> WORK REQUEST
A precise repetition of every line below is the required answer.

> DATASET CONTENT
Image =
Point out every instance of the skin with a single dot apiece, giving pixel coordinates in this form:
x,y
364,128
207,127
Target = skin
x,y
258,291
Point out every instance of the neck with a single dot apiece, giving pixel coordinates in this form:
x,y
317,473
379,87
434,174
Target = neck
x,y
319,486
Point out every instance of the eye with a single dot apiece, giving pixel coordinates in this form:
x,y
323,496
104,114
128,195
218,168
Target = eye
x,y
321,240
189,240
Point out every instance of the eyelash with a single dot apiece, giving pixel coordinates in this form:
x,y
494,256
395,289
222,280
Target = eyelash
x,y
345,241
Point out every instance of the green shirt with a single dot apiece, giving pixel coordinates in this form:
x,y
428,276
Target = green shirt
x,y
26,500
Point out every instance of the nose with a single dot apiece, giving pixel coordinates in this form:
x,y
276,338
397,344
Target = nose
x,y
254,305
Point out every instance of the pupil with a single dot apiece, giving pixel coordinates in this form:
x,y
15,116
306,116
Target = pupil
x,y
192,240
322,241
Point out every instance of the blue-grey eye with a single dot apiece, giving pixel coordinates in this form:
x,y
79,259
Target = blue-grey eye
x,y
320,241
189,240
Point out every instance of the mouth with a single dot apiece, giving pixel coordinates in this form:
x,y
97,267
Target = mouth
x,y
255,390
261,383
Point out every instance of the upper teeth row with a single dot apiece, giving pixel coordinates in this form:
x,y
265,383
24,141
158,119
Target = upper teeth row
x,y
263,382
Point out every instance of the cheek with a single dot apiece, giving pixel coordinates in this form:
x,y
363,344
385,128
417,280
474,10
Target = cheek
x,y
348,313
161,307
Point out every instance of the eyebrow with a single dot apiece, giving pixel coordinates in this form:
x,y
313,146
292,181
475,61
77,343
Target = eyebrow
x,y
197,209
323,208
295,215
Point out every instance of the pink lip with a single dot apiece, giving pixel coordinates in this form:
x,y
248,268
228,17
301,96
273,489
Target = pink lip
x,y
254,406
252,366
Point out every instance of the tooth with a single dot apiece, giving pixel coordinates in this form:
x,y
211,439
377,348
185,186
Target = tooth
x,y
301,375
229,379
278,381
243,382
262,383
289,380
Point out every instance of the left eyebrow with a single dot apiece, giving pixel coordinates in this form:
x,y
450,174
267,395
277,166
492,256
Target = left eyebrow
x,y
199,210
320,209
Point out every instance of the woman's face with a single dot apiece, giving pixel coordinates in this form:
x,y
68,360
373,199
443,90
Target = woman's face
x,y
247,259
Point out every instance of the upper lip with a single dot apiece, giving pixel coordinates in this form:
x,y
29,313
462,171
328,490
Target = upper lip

> TASK SOLUTION
Image =
Point out every instance of the skin with a single dot apiece, giving pixel coordinates in this form:
x,y
364,128
207,127
Target = skin
x,y
258,291
Point out every instance of the neck with a single dot apiece, giving pixel coordinates in this form:
x,y
317,473
379,87
434,174
Target = neck
x,y
319,486
Point out every instance of the eye with a single dot apiece, giving pixel coordinates in this form:
x,y
323,496
104,114
128,195
218,168
Target = eye
x,y
321,240
189,240
Point out every instance of the eyelash with a single dot apiece, giving pixel coordinates in this form:
x,y
494,256
395,289
222,280
Target = eyelash
x,y
345,241
Point out every instance of the green shirt with a single dot apiece, giving pixel coordinates in this form:
x,y
428,276
Target = green shirt
x,y
26,500
Point out every instance of the nose with a single dot apiece, giving pixel coordinates in this form:
x,y
276,338
397,344
Target = nose
x,y
254,305
Point out every instance of the pupil with a single dot apiece, giving pixel coordinates in this form:
x,y
15,116
306,116
Target = pupil
x,y
192,240
322,241
Point out every instance of the blue-grey eye with a single dot apiece, giving pixel coordinates in this form:
x,y
79,259
Target = blue-grey eye
x,y
320,241
189,240
Point out every instance of the mouth with a single dot apiece, giving pixel coordinates in this form:
x,y
97,267
Target = mouth
x,y
255,390
261,383
Point out every instance of the upper teeth row with a single dot apiece, giving pixel coordinates in this form:
x,y
265,383
24,141
158,119
Target = upper teeth row
x,y
263,382
Point out every instance of the cheek with a single dot apiece, giving pixel coordinates in this form:
x,y
363,344
385,128
417,280
474,10
Target = cheek
x,y
348,313
161,307
Point out every instance of the eyebrow with a single dot apiece, giving pixel coordinates in this form:
x,y
313,146
292,181
475,61
77,343
Target = eyebrow
x,y
197,209
323,208
295,215
Point out every instance of the pink lip with a single dot apiece, giving pixel coordinates in this form:
x,y
248,268
228,17
301,96
273,489
Target = pink lip
x,y
254,406
252,366
Point out every instance of the tooth with a single dot apiece, giving pixel coordinates in this form:
x,y
211,439
377,348
185,186
Target = tooth
x,y
301,375
229,379
278,381
243,382
262,383
289,380
Point out every instance of the left eyebrow with a single dot apiece, giving pixel coordinates in this form:
x,y
450,174
267,395
277,166
492,256
Target = left eyebrow
x,y
199,210
320,209
Point out every instance of the woman's face with a single dot apiece, giving pixel coordinates in this form:
x,y
68,360
373,199
443,90
Target = woman's face
x,y
247,259
Point out every instance of the upper lip with a single dot apiece, giving pixel coordinates in this form:
x,y
29,313
462,171
328,490
Target = upper lip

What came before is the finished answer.